- Exercise objective: Print this span of the material below exactly: the line with "Target: duck's head", the line with "the white tail", and every line between them, but nothing else.
'''
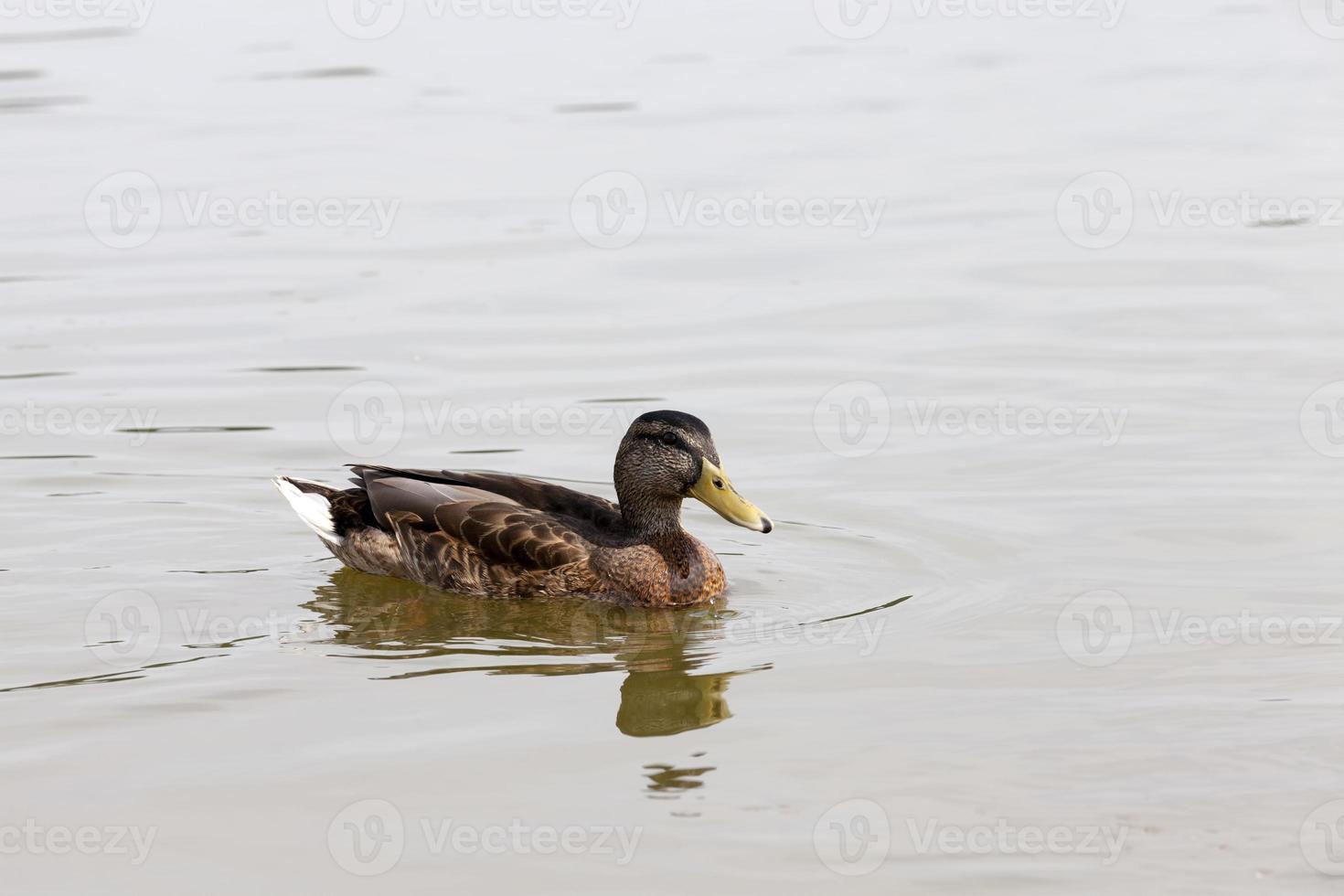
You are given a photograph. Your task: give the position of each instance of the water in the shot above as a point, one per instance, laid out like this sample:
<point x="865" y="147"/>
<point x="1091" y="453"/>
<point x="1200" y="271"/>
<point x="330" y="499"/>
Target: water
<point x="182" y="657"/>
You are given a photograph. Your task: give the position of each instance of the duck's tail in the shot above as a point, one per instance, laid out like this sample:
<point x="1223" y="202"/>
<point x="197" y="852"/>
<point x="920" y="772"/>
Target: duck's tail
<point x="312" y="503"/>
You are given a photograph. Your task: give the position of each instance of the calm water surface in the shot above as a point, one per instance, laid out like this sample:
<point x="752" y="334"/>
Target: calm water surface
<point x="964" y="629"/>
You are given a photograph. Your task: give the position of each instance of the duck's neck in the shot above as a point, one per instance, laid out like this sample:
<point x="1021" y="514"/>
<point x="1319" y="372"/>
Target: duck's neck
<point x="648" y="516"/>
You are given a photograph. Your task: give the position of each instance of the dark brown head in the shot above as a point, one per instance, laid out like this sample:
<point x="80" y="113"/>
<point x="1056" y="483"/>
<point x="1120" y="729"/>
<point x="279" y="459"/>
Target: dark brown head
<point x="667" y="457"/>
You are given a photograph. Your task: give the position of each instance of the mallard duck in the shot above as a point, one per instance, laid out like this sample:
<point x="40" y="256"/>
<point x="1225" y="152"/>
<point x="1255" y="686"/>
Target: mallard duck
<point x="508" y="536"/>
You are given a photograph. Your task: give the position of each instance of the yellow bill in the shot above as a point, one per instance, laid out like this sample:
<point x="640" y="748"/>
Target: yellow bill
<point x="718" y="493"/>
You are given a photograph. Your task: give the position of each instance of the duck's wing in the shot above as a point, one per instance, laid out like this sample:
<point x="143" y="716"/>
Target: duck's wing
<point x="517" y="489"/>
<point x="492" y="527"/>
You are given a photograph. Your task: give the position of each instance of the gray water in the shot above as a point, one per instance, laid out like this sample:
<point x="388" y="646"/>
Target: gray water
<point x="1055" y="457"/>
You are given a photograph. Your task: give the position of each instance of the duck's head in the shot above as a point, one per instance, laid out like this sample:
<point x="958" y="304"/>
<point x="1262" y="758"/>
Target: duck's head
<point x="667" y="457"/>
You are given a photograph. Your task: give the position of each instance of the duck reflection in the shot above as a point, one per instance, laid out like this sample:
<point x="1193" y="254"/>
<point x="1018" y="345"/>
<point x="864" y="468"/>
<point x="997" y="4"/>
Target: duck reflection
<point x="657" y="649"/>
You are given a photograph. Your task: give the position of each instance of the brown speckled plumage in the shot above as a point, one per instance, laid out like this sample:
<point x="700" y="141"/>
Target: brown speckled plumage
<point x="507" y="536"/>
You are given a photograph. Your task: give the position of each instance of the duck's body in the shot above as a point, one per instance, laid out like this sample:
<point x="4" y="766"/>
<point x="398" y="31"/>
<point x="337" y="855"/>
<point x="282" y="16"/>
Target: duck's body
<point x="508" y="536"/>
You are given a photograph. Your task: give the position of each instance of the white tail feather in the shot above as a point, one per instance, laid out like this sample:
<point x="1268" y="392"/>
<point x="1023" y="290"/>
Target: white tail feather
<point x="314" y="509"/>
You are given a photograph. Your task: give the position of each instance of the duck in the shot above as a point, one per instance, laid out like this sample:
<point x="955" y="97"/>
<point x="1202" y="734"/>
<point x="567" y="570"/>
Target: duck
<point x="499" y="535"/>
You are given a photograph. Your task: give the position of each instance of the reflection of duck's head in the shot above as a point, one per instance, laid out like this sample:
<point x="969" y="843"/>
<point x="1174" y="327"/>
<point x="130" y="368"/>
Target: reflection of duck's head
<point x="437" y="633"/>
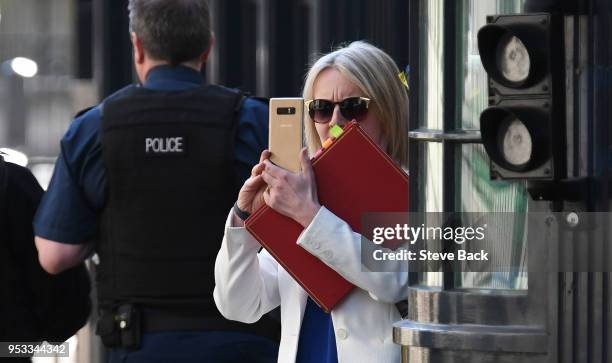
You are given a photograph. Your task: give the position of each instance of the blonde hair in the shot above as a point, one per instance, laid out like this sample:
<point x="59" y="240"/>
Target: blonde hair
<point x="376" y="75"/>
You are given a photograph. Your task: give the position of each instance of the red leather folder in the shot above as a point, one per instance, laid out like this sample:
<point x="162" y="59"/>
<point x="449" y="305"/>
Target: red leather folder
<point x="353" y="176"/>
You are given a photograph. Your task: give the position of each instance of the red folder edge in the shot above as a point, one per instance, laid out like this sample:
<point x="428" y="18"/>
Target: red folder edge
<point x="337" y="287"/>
'''
'''
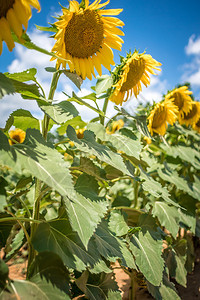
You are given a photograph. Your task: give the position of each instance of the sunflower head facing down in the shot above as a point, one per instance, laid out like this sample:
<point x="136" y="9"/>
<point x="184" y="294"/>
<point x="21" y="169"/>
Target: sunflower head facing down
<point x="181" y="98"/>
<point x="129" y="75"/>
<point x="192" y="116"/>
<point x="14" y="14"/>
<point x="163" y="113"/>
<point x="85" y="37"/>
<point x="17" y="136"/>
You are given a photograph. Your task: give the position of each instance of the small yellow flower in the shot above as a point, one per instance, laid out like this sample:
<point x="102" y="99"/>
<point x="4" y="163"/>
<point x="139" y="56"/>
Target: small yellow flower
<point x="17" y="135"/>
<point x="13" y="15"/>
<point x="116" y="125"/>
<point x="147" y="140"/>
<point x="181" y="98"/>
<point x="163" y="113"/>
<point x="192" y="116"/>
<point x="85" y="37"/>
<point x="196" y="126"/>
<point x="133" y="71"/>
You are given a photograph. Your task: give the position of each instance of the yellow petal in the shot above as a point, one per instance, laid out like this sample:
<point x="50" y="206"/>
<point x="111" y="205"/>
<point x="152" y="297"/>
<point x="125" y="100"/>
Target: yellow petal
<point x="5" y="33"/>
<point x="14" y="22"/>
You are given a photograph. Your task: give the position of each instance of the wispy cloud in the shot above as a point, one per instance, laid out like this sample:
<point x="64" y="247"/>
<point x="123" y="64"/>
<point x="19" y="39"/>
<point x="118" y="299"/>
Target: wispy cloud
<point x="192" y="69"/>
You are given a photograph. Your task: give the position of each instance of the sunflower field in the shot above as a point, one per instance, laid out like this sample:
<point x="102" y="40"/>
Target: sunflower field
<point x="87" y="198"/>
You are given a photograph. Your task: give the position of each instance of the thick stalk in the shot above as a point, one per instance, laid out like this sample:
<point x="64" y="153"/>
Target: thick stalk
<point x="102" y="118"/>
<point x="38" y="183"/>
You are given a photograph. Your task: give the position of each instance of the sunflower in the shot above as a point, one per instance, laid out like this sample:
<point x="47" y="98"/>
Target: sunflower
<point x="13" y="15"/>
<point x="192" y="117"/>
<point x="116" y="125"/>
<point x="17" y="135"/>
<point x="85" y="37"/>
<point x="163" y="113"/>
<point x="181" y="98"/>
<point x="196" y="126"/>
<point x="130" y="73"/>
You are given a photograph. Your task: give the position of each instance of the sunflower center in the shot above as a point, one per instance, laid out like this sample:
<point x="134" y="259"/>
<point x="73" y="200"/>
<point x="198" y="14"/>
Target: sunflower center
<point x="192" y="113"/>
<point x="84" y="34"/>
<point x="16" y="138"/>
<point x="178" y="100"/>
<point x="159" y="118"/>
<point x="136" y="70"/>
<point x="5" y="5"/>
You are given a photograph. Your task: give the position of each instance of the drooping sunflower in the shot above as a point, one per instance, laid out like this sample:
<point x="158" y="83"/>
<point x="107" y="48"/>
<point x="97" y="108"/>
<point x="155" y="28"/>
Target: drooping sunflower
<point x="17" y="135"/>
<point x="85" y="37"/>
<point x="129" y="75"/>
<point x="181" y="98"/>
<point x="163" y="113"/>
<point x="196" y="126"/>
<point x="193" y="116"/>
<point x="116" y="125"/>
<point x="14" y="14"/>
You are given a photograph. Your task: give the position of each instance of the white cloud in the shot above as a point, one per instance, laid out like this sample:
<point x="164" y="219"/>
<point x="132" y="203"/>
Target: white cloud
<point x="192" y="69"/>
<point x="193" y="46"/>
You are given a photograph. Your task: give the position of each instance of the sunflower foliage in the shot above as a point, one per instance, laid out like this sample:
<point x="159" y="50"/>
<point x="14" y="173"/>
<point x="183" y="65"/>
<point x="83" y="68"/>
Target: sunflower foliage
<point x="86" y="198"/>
'''
'''
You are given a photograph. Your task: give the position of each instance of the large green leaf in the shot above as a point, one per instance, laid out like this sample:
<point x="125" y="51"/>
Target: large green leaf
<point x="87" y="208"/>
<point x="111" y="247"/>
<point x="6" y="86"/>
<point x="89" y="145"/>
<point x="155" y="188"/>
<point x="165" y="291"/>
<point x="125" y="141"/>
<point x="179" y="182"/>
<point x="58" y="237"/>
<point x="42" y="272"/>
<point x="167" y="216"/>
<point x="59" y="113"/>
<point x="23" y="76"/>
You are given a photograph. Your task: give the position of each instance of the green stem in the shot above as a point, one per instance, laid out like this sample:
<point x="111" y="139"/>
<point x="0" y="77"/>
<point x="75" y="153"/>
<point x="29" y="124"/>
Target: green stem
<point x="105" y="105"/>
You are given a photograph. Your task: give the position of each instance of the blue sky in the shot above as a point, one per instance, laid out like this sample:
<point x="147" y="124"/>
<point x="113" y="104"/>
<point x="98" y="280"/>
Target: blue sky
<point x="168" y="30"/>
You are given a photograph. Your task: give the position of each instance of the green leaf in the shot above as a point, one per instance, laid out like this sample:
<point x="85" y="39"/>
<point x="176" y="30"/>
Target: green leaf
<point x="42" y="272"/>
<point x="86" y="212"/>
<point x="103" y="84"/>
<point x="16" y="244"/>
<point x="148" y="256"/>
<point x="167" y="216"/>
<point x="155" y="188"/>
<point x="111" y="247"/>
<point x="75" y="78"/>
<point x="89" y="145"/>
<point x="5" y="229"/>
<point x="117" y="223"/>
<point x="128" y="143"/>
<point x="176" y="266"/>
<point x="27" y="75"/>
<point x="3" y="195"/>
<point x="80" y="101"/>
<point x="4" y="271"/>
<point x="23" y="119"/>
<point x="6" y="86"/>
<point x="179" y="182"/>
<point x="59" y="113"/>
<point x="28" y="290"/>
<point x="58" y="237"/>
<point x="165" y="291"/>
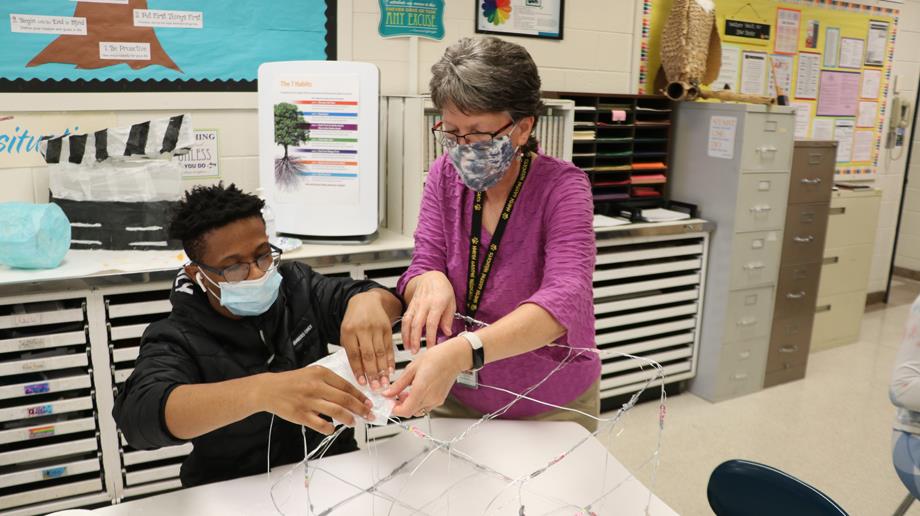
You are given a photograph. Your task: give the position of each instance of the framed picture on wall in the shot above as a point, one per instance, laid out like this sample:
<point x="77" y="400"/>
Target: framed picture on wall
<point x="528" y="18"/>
'''
- Result below:
Target: duck's head
<point x="667" y="457"/>
You are given a photograph. Your task: give the position of each instance of the duck reflection in the shot above as a point, one per instance, laid out like this sample:
<point x="1193" y="254"/>
<point x="1018" y="345"/>
<point x="864" y="468"/>
<point x="997" y="4"/>
Target: duck reflection
<point x="657" y="649"/>
You are given a photograph. Your task: give the position of each instance of the brown speckled plumage in the shot above as a point, one per instance, laid out like this sample:
<point x="700" y="141"/>
Target: brown speckled plumage
<point x="507" y="536"/>
You are given a photograph. Your task: give the position of each instance of the duck's body in the shot above as a point, one per instance, laid out like this sample:
<point x="4" y="766"/>
<point x="398" y="31"/>
<point x="337" y="855"/>
<point x="282" y="16"/>
Target: duck's body
<point x="508" y="536"/>
You are given a photograph. Your task: give the position of each instance of the white tail feather in the shot above as a point, one per instance, laid out like this sample:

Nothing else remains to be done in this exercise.